_Ejercicio propuesto a_. Según el texto seleccionado, ¿a qué personaje interpreta DiCaprio?

_Texto seleccionado_.
Don Johnson como Big Daddy
Esa
primera mitad de “Django sin cadenas” es episódica, aireada, de espacios
abiertos, con algunos altibajos narrativos y una secuencia que parodia a
Griffith y su épica del Ku Klux Klan defendiendo la supremacía blanca, en clave
grotesca.
El dúo
conformado por el locuaz alemán y su Sigfrido negro encuentra una
correspondencia perfecta, pero en negativo, en la pareja conformada por el
hacendado DiCaprio y su hombre de confianza, Stephen. Samuel L. Jackson es el
“negro de la casa”, ser sinuoso, verdaderamente repugnante, el mejor personaje
de la película.
Ellos
aparecen en la segunda mitad de la película. DiCaprio, como el señor Candie, es
extraordinario y Jackson es mejor aún.
DiCaprio
se muestra tan locuaz como Waltz, pero su aire decadente, su homosexualidad
latente, sus dientes podridos, las insinuaciones incestuosas con la hermana y
la atmósfera que lo rodea, lo hacen más atractivo.

Registros de datos
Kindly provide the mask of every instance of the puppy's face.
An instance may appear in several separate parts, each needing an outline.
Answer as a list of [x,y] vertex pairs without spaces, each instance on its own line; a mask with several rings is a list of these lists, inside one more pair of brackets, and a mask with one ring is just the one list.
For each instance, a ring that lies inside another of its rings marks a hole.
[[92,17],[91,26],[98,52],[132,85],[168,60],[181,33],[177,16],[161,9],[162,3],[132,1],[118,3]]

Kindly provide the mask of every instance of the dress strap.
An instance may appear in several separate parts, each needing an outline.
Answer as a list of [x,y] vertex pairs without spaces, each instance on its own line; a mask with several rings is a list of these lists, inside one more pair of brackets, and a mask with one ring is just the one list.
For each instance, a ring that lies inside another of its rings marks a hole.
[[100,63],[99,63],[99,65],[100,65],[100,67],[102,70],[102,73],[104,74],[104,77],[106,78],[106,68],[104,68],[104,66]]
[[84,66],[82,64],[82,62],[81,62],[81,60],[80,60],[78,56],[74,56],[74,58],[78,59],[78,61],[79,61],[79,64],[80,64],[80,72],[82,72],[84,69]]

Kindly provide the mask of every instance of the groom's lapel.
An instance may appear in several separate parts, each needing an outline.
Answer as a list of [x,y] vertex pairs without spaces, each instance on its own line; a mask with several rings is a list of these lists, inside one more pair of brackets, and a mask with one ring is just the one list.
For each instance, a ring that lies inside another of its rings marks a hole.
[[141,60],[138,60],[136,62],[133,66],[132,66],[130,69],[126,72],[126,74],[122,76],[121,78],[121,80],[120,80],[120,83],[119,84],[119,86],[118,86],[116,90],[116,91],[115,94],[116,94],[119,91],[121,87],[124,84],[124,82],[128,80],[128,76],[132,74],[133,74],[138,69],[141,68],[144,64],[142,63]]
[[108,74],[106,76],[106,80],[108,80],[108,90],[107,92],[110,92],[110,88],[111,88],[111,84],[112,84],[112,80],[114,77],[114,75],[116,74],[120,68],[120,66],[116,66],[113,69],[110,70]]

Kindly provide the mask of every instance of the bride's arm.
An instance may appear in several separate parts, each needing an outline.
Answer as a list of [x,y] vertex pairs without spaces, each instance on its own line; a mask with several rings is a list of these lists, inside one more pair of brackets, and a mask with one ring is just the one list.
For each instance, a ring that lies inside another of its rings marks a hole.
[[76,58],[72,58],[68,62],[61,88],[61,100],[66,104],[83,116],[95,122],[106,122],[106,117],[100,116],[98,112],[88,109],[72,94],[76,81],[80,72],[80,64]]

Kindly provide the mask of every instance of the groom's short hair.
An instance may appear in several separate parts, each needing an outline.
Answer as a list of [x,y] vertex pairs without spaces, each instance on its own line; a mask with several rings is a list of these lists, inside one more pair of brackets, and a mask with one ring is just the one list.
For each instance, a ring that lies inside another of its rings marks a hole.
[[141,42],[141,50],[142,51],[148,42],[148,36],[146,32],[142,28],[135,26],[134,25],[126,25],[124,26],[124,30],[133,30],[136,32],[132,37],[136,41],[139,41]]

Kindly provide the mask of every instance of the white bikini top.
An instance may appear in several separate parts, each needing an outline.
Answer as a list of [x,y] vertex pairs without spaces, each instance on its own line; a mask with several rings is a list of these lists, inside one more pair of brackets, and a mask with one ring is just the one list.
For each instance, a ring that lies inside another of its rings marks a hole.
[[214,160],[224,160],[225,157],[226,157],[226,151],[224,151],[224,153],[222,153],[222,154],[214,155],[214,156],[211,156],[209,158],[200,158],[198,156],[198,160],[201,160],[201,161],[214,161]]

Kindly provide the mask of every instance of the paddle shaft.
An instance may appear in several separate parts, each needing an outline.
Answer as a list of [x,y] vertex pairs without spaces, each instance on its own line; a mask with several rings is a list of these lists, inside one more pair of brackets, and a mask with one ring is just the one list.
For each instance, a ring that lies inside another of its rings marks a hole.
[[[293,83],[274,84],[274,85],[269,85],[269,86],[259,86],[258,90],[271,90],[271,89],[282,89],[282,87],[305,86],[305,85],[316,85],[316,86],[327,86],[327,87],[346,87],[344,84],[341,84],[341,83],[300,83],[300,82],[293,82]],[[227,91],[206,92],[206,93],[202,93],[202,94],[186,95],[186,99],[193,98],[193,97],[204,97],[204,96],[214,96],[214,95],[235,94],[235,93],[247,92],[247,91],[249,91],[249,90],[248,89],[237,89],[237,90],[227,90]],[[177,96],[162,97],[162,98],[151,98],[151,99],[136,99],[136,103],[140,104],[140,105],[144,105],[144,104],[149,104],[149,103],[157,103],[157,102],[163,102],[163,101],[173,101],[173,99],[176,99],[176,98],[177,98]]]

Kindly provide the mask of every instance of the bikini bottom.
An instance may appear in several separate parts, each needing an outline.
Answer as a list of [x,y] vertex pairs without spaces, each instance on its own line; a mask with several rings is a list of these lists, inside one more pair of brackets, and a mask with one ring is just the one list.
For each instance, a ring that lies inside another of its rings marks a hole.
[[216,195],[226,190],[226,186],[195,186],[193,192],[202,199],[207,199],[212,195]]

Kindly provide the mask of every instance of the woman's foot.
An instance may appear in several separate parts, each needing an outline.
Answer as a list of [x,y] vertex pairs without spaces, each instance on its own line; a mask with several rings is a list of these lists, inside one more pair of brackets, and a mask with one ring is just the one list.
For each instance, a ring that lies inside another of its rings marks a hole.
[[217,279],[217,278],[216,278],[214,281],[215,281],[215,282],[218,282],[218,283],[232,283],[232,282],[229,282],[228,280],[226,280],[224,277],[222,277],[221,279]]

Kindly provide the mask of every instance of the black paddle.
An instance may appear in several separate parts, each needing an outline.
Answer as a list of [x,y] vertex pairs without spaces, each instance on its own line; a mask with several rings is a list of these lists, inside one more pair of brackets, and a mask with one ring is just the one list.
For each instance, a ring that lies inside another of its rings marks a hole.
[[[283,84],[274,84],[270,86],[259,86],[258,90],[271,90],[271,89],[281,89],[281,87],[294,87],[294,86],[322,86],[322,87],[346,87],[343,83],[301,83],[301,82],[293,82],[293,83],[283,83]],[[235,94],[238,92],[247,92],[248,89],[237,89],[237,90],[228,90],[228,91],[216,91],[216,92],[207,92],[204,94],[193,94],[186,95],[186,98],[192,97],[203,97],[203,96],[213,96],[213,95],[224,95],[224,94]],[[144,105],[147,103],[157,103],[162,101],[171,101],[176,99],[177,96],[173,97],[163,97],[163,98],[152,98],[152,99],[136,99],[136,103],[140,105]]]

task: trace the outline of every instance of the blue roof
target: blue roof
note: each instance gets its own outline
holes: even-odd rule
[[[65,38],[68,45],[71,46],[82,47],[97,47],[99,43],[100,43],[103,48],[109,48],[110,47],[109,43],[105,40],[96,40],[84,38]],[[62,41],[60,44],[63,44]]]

_Ejercicio propuesto b_. Reproduce sin cambios las líneas de los registros, empezando por la línea que contiene «Kindly provide the mask of every instance of the woman's» y terminando al final de los registros, ambas incluidas.

_Solución del problema a_. Al señor Candie, el hacendado.

_Solución del problema b_.
Kindly provide the mask of every instance of the woman's foot.
An instance may appear in several separate parts, each needing an outline.
Answer as a list of [x,y] vertex pairs without spaces, each instance on its own line; a mask with several rings is a list of these lists, inside one more pair of brackets, and a mask with one ring is just the one list.
For each instance, a ring that lies inside another of its rings marks a hole.
[[217,279],[217,278],[216,278],[214,281],[215,281],[215,282],[218,282],[218,283],[232,283],[232,282],[229,282],[228,280],[226,280],[224,277],[222,277],[221,279]]

Kindly provide the mask of every instance of the black paddle.
An instance may appear in several separate parts, each needing an outline.
Answer as a list of [x,y] vertex pairs without spaces, each instance on its own line; a mask with several rings is a list of these lists, inside one more pair of brackets, and a mask with one ring is just the one list.
For each instance, a ring that lies inside another of its rings marks a hole.
[[[283,84],[274,84],[270,86],[259,86],[258,90],[271,90],[271,89],[281,89],[281,87],[294,87],[294,86],[322,86],[322,87],[346,87],[343,83],[301,83],[301,82],[293,82],[293,83],[283,83]],[[235,94],[238,92],[247,92],[248,89],[237,89],[237,90],[228,90],[228,91],[216,91],[216,92],[207,92],[204,94],[193,94],[186,95],[186,98],[192,97],[203,97],[203,96],[213,96],[213,95],[224,95],[224,94]],[[144,105],[147,103],[157,103],[162,101],[171,101],[176,99],[177,96],[173,97],[163,97],[163,98],[152,98],[152,99],[136,99],[136,103],[140,105]]]

task: trace the outline of every instance of the blue roof
target: blue roof
note: each instance gets its own outline
holes: even-odd rule
[[[65,38],[68,45],[71,46],[82,47],[97,47],[99,43],[100,43],[103,48],[109,48],[110,47],[109,43],[105,40],[96,40],[84,38]],[[62,41],[60,44],[63,44]]]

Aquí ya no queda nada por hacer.